▶ JOB: Count the lines in the rows below that contain the string "dark", treating uppercase and lowercase as different. Reply with the number alone.

▶ RECORDS SUPPLIED:
##############################
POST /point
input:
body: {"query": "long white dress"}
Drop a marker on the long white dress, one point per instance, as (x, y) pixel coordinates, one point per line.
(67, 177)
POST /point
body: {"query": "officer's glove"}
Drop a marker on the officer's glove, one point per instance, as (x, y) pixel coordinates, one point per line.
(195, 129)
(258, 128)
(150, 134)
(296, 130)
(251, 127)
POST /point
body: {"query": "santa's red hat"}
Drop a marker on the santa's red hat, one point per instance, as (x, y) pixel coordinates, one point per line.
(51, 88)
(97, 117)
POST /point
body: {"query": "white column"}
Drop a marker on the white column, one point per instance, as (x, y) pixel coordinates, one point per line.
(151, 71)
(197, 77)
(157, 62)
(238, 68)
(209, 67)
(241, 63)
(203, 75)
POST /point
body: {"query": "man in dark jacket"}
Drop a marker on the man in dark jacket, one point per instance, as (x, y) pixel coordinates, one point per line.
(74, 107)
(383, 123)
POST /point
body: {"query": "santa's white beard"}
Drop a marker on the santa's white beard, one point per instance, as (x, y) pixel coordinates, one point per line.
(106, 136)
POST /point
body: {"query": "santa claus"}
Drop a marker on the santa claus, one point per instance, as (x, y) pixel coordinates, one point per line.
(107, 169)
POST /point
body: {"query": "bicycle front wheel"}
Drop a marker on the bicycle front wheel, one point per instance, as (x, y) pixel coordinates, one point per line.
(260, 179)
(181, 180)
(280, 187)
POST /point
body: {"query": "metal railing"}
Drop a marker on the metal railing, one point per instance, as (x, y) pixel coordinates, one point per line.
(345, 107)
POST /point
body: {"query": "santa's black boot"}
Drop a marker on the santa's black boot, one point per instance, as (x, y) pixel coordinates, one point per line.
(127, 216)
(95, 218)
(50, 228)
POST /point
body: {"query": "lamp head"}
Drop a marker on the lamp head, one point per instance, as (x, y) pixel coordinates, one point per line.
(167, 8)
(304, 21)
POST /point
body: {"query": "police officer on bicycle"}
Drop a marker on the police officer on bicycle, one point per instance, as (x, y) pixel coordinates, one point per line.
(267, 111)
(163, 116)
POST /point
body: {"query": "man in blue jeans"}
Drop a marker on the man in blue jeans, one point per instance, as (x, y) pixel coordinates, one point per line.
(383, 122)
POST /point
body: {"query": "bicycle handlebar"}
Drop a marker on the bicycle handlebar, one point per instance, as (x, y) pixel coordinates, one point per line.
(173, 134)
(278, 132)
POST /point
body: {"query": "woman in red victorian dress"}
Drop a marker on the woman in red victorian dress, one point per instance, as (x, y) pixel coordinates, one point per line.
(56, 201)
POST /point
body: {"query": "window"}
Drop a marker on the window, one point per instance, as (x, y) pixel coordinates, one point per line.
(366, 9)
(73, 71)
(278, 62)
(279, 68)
##############################
▶ OUTPUT FOR THIS TASK: 2